Stored data
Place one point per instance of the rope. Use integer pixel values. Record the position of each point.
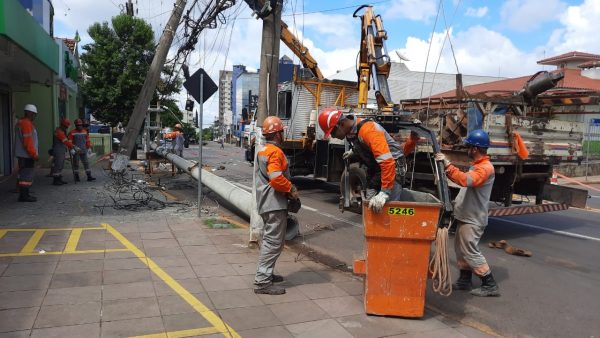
(439, 266)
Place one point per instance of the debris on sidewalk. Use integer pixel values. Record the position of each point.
(509, 249)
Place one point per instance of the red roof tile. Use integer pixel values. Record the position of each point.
(572, 80)
(569, 56)
(590, 64)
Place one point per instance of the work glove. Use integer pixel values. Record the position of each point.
(293, 194)
(376, 203)
(442, 157)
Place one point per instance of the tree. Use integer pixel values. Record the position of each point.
(115, 66)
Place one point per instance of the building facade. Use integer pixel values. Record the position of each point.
(34, 69)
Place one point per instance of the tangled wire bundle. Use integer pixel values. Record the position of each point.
(127, 193)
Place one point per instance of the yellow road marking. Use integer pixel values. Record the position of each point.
(53, 229)
(21, 254)
(182, 333)
(211, 317)
(33, 241)
(73, 240)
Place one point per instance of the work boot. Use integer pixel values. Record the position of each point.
(276, 278)
(269, 289)
(464, 281)
(488, 287)
(24, 195)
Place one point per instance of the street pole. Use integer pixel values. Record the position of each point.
(267, 97)
(200, 111)
(141, 105)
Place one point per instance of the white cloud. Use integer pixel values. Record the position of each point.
(479, 51)
(528, 15)
(477, 12)
(579, 31)
(416, 10)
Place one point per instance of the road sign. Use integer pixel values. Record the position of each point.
(193, 86)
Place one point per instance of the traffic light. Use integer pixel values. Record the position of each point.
(189, 105)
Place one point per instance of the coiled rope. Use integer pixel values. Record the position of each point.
(439, 266)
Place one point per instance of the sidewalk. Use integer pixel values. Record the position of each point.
(160, 273)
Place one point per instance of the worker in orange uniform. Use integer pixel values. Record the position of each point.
(273, 190)
(26, 151)
(373, 147)
(81, 143)
(60, 146)
(471, 214)
(177, 140)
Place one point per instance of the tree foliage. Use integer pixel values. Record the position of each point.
(115, 66)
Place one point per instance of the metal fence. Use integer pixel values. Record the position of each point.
(101, 143)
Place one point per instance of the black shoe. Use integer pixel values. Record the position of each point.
(464, 281)
(24, 195)
(269, 289)
(488, 287)
(276, 278)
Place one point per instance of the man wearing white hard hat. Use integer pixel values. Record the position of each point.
(26, 150)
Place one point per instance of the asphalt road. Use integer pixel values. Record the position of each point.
(554, 293)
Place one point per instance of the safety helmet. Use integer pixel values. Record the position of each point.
(478, 138)
(30, 107)
(65, 122)
(271, 125)
(328, 119)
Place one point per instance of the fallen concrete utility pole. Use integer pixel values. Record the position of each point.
(238, 197)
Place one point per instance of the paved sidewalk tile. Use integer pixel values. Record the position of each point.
(21, 299)
(70, 314)
(249, 317)
(234, 298)
(132, 327)
(318, 329)
(129, 308)
(298, 312)
(17, 319)
(76, 331)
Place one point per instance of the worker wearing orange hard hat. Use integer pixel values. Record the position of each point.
(81, 142)
(60, 146)
(273, 190)
(373, 147)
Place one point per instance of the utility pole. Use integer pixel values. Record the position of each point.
(267, 93)
(143, 100)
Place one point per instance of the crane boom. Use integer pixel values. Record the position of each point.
(290, 40)
(373, 64)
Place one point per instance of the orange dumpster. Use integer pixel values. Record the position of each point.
(398, 242)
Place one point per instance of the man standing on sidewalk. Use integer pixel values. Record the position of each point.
(81, 141)
(273, 189)
(471, 214)
(26, 150)
(60, 146)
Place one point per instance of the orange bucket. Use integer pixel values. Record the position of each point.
(398, 243)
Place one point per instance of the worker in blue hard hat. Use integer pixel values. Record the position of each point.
(471, 213)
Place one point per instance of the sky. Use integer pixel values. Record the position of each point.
(473, 37)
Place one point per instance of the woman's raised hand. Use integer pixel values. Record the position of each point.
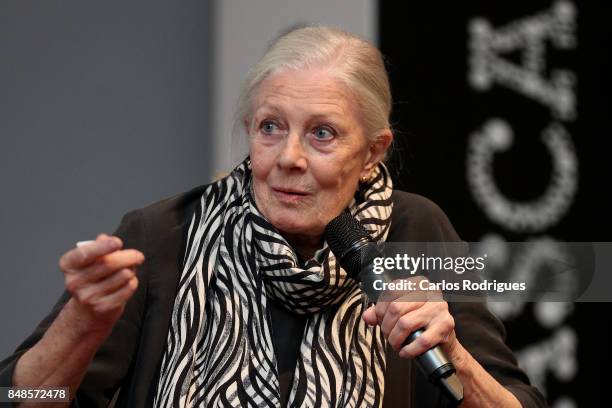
(400, 313)
(101, 277)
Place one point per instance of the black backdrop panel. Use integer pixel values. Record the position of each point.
(522, 75)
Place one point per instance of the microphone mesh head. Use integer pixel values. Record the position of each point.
(346, 237)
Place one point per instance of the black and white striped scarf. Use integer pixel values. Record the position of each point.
(219, 348)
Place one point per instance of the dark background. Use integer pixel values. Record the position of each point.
(436, 110)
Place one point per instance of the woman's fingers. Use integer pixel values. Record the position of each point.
(437, 332)
(83, 256)
(90, 293)
(101, 276)
(105, 266)
(401, 313)
(424, 317)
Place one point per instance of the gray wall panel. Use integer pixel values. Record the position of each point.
(104, 107)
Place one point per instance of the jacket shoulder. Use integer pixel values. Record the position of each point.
(417, 218)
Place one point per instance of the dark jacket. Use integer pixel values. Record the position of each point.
(130, 358)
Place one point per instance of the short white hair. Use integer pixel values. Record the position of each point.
(355, 61)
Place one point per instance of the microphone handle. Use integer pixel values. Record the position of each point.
(438, 369)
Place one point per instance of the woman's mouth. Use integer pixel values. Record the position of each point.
(289, 194)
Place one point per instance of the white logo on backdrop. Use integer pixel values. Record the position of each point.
(527, 36)
(490, 64)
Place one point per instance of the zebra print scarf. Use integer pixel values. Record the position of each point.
(219, 349)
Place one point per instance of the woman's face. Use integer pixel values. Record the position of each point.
(308, 150)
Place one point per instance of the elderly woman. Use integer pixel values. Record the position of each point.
(237, 300)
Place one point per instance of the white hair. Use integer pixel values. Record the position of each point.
(353, 60)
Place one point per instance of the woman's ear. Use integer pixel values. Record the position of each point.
(377, 150)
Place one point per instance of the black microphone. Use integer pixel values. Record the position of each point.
(355, 250)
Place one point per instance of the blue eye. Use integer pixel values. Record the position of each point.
(268, 127)
(323, 133)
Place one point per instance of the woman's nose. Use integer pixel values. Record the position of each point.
(292, 155)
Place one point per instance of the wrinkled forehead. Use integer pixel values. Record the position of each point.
(314, 92)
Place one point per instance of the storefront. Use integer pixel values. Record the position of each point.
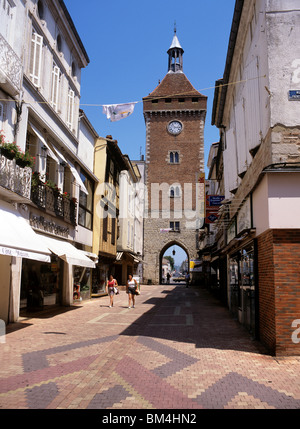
(18, 242)
(242, 292)
(41, 284)
(60, 282)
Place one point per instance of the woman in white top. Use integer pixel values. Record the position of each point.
(131, 290)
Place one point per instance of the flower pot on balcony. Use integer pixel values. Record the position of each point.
(22, 163)
(7, 153)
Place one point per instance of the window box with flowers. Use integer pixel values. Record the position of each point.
(48, 195)
(12, 151)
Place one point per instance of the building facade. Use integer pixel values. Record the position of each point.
(174, 115)
(40, 89)
(108, 164)
(130, 239)
(257, 243)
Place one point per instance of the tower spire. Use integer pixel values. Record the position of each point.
(175, 54)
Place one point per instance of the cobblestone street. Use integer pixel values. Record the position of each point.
(178, 349)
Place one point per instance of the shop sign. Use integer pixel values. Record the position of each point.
(211, 217)
(231, 231)
(213, 202)
(39, 222)
(294, 95)
(195, 265)
(244, 217)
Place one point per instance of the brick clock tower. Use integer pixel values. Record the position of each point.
(175, 116)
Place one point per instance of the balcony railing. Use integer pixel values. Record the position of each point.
(15, 178)
(53, 202)
(11, 69)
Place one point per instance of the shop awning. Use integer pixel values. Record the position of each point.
(75, 173)
(68, 252)
(42, 139)
(17, 238)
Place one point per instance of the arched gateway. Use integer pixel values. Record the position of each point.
(175, 116)
(163, 251)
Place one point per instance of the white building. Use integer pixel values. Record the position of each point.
(130, 239)
(257, 109)
(42, 87)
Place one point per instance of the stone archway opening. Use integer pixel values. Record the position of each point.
(173, 259)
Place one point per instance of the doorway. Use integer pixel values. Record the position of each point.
(173, 264)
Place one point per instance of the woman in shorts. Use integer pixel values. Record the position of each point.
(110, 289)
(131, 290)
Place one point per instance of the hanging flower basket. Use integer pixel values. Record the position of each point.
(9, 154)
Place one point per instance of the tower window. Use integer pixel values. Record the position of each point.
(175, 191)
(175, 226)
(174, 157)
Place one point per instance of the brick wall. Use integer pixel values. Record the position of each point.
(287, 288)
(266, 290)
(279, 289)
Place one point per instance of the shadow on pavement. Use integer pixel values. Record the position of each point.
(193, 315)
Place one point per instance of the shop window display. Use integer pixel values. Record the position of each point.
(82, 283)
(39, 284)
(242, 287)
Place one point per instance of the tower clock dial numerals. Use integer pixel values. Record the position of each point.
(175, 127)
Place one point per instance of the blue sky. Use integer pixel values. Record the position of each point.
(127, 43)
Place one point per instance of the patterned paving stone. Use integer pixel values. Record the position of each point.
(108, 398)
(178, 349)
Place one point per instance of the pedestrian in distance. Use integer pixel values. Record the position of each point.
(110, 289)
(187, 279)
(131, 289)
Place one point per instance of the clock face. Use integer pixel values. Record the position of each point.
(175, 127)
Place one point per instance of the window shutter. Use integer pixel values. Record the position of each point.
(105, 223)
(113, 231)
(1, 115)
(55, 87)
(36, 58)
(70, 112)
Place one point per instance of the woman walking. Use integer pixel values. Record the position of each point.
(110, 289)
(131, 289)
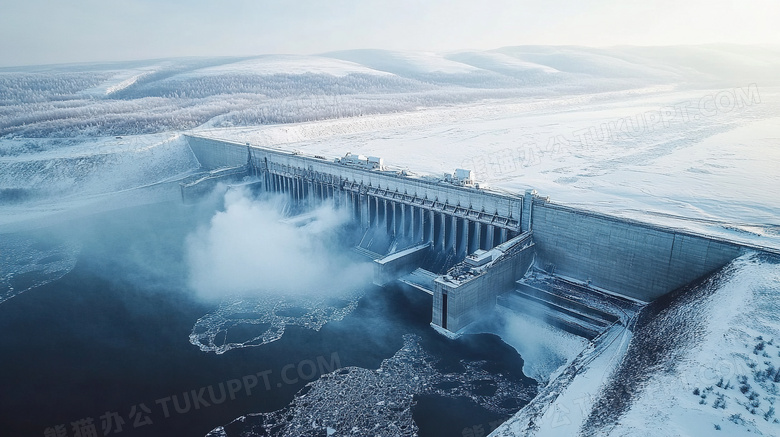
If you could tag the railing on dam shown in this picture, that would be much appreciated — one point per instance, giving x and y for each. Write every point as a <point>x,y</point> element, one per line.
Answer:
<point>605,253</point>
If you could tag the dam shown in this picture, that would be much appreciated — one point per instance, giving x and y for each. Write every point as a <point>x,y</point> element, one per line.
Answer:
<point>472,248</point>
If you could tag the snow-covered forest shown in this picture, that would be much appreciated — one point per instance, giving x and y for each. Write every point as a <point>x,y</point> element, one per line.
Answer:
<point>178,94</point>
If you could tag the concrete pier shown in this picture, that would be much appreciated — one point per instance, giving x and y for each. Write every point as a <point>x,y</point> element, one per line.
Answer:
<point>623,257</point>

Exercise → Show all lines from the entries that hold "this".

Completed exercise →
If you could tag the railing on dam shown in this picture, that would be much appreciated — one point per instance, giving x and y for each. Write every point as a <point>x,y</point> element, one per line.
If you could tag the dam shown in this picture, that would be much appreciated — one point per instance, giving x and y for each. Write every point as a <point>x,y</point> element, one per line.
If you could tag the snow-covered forest shown in this picture, that would be much appreciated — one point per instance, giving x and y for each. Write every point as a <point>x,y</point> element, one per line.
If you could tag the concrete pier shown in this picture, that would be much appreciated — one point per instance, giving x and y for each. Write every point as a <point>x,y</point> element, one per line.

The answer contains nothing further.